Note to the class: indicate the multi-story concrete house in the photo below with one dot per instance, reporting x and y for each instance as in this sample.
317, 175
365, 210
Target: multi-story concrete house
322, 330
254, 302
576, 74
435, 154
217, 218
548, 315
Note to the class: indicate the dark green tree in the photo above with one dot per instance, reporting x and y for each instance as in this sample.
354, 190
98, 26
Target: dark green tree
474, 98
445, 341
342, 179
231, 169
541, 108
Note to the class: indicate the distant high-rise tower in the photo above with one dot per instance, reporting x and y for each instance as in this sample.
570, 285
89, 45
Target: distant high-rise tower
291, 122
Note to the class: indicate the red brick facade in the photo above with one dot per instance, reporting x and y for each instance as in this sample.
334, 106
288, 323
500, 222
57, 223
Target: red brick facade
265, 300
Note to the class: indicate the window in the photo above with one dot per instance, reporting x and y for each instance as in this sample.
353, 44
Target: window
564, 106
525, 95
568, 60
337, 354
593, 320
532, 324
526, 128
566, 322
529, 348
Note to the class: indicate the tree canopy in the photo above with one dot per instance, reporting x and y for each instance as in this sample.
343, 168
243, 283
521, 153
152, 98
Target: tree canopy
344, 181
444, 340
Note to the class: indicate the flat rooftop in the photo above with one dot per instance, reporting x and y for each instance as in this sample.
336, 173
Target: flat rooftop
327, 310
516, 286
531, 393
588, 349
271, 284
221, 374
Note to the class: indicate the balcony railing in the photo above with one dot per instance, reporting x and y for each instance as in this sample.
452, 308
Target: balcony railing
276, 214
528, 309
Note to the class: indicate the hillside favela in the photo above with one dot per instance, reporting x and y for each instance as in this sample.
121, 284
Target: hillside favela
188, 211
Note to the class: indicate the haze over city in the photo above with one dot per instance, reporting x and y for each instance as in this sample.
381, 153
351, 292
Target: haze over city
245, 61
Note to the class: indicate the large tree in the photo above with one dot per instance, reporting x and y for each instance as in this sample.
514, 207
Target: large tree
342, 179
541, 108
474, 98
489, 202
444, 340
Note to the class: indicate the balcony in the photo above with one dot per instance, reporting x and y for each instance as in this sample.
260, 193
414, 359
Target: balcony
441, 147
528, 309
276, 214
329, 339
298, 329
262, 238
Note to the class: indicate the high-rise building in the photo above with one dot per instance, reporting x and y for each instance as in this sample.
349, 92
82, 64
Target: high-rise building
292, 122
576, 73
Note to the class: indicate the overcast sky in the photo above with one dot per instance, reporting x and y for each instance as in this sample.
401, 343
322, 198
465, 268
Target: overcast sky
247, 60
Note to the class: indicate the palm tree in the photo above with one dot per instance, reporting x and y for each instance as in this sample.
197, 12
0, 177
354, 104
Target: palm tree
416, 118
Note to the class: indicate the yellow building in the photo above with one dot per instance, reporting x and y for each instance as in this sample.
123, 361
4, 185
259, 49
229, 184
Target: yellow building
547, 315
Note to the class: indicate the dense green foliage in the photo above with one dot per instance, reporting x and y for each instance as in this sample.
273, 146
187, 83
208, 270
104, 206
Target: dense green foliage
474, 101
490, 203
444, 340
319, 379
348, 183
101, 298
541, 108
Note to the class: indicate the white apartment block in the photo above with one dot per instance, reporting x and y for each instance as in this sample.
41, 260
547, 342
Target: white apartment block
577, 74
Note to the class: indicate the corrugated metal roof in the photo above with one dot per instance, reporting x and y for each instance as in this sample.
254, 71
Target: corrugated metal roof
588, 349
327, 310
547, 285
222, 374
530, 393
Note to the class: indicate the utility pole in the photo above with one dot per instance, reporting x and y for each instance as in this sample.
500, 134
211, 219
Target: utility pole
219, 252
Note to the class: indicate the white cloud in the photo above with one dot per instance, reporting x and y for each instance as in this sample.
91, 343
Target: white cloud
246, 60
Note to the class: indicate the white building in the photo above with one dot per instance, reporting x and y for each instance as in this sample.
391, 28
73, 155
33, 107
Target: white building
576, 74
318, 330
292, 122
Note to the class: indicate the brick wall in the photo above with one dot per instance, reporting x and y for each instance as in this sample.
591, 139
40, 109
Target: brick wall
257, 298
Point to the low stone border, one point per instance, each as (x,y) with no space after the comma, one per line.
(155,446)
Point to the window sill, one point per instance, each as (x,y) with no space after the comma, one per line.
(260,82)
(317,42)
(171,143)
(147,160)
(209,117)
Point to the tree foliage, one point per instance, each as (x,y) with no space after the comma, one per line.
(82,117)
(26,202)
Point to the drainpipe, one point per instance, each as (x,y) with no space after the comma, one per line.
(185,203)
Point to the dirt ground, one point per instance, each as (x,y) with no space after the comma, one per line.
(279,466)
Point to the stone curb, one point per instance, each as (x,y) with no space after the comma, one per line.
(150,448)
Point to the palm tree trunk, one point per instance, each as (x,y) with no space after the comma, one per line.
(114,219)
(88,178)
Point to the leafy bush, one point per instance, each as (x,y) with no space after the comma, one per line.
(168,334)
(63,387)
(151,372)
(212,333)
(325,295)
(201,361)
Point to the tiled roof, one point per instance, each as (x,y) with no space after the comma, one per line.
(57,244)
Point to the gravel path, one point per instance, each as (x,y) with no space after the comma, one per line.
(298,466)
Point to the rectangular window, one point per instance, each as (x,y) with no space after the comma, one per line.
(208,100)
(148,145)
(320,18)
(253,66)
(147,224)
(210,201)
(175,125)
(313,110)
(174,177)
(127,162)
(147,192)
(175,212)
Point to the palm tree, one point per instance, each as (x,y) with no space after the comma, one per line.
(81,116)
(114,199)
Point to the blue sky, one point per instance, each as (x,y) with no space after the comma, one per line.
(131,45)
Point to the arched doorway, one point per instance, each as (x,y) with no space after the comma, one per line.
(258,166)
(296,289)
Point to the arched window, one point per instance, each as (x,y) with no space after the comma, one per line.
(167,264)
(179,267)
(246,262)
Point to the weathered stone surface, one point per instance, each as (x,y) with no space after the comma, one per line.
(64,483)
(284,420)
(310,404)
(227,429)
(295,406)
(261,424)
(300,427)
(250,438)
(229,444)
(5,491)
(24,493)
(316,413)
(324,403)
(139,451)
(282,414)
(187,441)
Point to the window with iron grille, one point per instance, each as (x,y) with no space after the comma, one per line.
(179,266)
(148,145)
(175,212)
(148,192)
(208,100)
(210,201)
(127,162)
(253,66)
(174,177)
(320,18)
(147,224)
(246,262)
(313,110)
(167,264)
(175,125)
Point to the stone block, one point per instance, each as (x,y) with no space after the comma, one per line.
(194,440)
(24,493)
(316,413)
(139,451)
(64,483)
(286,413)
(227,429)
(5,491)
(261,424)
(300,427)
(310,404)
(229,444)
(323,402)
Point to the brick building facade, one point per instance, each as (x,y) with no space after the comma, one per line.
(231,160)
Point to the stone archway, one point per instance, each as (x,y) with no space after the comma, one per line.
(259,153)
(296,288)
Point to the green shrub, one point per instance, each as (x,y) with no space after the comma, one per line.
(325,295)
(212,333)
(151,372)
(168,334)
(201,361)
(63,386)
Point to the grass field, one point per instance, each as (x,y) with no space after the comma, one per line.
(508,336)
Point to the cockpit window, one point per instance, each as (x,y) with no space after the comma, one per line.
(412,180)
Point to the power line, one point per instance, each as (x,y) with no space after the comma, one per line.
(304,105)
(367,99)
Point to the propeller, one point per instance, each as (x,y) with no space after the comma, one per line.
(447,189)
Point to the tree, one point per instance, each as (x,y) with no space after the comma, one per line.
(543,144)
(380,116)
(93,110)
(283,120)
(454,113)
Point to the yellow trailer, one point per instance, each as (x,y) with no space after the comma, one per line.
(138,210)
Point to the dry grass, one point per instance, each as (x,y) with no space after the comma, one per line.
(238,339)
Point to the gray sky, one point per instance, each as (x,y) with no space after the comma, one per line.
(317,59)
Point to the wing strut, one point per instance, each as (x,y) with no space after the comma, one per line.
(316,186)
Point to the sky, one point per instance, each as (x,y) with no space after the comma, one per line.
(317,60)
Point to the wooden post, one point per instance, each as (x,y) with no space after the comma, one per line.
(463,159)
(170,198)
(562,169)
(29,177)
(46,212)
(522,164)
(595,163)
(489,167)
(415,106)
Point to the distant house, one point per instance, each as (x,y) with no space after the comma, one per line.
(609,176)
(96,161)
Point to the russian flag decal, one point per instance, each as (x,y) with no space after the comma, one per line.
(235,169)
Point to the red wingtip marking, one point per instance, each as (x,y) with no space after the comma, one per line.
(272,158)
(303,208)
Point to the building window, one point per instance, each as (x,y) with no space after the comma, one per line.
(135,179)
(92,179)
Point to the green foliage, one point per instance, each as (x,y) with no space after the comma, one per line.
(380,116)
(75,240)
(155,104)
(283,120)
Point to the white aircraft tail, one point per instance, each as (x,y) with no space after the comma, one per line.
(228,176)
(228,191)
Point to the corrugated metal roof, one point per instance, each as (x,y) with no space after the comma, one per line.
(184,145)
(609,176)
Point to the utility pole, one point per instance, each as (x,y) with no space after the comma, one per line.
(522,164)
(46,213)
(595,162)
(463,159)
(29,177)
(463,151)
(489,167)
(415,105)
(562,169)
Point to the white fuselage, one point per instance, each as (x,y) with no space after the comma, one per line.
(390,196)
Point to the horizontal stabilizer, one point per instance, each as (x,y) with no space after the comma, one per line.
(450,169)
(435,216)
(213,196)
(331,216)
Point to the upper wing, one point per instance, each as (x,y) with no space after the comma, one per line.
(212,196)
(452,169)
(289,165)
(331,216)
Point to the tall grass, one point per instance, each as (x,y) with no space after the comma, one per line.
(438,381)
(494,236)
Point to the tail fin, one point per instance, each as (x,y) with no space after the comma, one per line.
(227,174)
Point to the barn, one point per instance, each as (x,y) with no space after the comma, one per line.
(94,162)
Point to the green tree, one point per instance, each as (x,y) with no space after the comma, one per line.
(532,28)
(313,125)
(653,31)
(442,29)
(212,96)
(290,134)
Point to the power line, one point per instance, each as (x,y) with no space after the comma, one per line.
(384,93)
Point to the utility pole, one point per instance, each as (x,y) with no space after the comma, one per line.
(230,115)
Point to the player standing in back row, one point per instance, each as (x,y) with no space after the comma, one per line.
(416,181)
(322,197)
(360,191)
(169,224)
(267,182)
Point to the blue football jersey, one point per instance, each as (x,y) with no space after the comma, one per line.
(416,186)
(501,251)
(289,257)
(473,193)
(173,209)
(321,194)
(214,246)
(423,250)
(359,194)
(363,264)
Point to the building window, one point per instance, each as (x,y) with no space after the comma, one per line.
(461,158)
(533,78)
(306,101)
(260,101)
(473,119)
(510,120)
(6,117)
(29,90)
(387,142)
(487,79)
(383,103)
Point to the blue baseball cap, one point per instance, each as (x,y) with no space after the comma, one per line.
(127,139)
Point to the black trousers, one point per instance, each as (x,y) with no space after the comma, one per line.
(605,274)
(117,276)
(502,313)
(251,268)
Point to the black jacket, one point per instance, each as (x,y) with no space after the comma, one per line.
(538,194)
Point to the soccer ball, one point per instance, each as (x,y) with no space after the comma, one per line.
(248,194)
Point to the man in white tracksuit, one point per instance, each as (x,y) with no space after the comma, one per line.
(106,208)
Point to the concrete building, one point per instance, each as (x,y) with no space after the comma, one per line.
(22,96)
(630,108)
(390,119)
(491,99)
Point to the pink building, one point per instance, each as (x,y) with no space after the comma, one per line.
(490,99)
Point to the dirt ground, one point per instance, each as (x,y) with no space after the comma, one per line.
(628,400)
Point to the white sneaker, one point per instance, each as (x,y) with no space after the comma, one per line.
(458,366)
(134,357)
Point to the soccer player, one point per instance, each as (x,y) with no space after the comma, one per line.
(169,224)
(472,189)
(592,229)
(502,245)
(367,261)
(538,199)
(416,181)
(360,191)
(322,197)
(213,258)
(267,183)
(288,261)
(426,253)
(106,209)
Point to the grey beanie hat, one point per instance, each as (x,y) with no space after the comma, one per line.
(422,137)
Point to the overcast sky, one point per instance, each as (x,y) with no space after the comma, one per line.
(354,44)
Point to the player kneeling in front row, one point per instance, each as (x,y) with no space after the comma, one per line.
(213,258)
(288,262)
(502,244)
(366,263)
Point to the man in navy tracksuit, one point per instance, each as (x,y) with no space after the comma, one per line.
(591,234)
++++++
> ACTIVITY
The required answer is the run of lines above, starting at the line with "Target: dense green foliage" and ending at the line with "Note to the class: indicate the white cloud", reproduced exactly with both ends.

> ANSWER TO THE PROBLEM
Target: dense green foliage
474, 101
490, 203
444, 340
319, 379
348, 183
101, 298
541, 108
Note to the class: indicate the white apartment block in the photo above with one dot per instance, reporting x and y for each instance as in this sample.
41, 260
547, 342
Target: white apartment block
577, 74
Note to the class: indicate the corrugated metal roof in the photo above with one dot per instance, reporting x and y for each instance as in this sample.
254, 71
Target: corrugated metal roof
588, 349
327, 310
547, 285
222, 374
530, 393
Note to the class: indicate the utility pole in the photo above with one dot per instance, reporting x and y for each instance as in this sample.
500, 134
211, 219
Target: utility pole
219, 252
Note to the class: indicate the white cloud in the photo above with one dot per instance, reporting x and y for each instance as in this sample.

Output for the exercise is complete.